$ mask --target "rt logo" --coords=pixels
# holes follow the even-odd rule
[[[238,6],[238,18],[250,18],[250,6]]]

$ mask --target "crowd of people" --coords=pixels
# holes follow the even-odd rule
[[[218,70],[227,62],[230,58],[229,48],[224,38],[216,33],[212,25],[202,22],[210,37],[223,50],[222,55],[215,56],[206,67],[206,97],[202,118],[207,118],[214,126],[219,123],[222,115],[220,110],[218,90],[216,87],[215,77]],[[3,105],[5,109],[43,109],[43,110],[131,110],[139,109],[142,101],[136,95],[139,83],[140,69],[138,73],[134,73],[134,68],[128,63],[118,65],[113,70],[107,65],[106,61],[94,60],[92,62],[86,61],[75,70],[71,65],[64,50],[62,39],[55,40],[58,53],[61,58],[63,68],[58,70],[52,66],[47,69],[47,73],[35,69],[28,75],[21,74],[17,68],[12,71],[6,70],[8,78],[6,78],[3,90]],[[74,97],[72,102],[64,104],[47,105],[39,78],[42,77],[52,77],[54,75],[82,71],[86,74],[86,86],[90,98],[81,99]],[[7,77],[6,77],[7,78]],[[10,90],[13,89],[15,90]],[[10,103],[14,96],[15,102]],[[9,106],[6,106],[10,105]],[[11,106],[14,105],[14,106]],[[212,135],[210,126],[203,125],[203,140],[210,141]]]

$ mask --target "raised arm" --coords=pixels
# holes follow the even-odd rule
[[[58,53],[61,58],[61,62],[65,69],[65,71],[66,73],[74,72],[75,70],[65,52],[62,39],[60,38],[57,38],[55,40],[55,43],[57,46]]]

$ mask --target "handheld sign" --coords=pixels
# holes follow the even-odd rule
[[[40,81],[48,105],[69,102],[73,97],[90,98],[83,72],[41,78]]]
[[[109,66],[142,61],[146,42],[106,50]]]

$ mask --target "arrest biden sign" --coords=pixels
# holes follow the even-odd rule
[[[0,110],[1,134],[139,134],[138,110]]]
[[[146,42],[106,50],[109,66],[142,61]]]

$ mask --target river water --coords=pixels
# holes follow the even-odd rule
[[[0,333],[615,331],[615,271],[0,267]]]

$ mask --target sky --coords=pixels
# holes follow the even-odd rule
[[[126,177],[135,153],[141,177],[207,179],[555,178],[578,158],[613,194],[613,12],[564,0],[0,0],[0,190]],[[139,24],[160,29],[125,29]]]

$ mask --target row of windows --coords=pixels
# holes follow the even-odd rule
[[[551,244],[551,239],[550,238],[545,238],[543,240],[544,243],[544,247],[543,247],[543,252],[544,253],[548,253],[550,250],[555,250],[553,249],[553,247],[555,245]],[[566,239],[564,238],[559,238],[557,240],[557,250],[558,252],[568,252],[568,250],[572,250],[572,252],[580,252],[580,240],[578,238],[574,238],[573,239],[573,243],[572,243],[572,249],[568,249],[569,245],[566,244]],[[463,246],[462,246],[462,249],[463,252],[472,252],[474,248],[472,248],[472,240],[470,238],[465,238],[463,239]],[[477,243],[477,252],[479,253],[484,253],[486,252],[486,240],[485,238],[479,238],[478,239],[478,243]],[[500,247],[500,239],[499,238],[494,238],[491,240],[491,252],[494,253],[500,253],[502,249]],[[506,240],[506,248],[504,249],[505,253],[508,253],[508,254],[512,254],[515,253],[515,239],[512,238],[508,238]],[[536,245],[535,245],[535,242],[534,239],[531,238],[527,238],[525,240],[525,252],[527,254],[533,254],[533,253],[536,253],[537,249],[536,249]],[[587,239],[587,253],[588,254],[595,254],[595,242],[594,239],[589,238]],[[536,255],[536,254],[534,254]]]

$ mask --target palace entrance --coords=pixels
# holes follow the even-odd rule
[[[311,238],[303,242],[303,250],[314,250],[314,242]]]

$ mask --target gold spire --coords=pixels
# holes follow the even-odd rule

=-=-=-=-=

### TASK REQUIREMENTS
Starting at the line that contains "river water --coords=pixels" and continuing through the last of the rows above, write those lines out again, requests included. Multiply every polygon coordinate in the answers by 0.4 and round each to a whole number, with halves rounded up.

### COMPLETED TASK
$ mask --target river water --coords=pixels
# holes follow the even-odd rule
[[[0,133],[246,132],[246,108],[0,107]]]

$ mask --target sky --coords=pixels
# holes follow the even-odd rule
[[[50,71],[54,61],[56,71],[83,72],[222,71],[231,63],[245,78],[245,5],[226,0],[0,0],[0,76]],[[56,10],[64,12],[50,12]]]

$ mask --target row of windows --coords=pixels
# holes follow the even-odd rule
[[[220,98],[220,96],[220,95],[218,95],[217,96],[218,97],[218,99],[217,99],[217,101],[218,101],[219,101],[220,100],[222,100],[221,100],[221,99],[222,98]],[[226,96],[226,95],[224,95],[223,96],[223,100],[223,101],[227,101],[227,100],[229,100],[229,101],[232,101],[232,96],[231,95],[230,95],[229,96],[229,97],[229,97],[229,100],[227,100],[228,98],[226,98]],[[185,98],[185,98],[185,100],[185,101],[189,101],[190,99],[189,99],[189,96],[188,95],[186,95],[185,96]],[[191,97],[191,101],[192,101],[194,101],[194,101],[194,96],[194,95],[192,95],[191,96],[191,97]],[[200,99],[200,96],[200,95],[198,95],[196,96],[196,101],[198,101],[200,101],[201,100]],[[202,96],[202,99],[202,100],[202,101],[203,101],[203,102],[205,102],[206,101],[206,96],[205,95],[203,95]],[[214,98],[214,98],[214,97],[214,96],[212,95],[211,95],[210,96],[210,101],[211,102],[213,102],[213,101],[214,101],[215,100],[214,100]],[[235,96],[235,101],[235,102],[238,102],[238,97],[238,96],[236,95]],[[214,102],[214,102],[214,102]]]

$ mask --target palace entrance --coords=pixels
# holes follow the even-odd rule
[[[124,95],[121,97],[121,100],[126,100],[126,97]]]

$ mask --target gold spire --coords=pixels
# holes follow the even-odd rule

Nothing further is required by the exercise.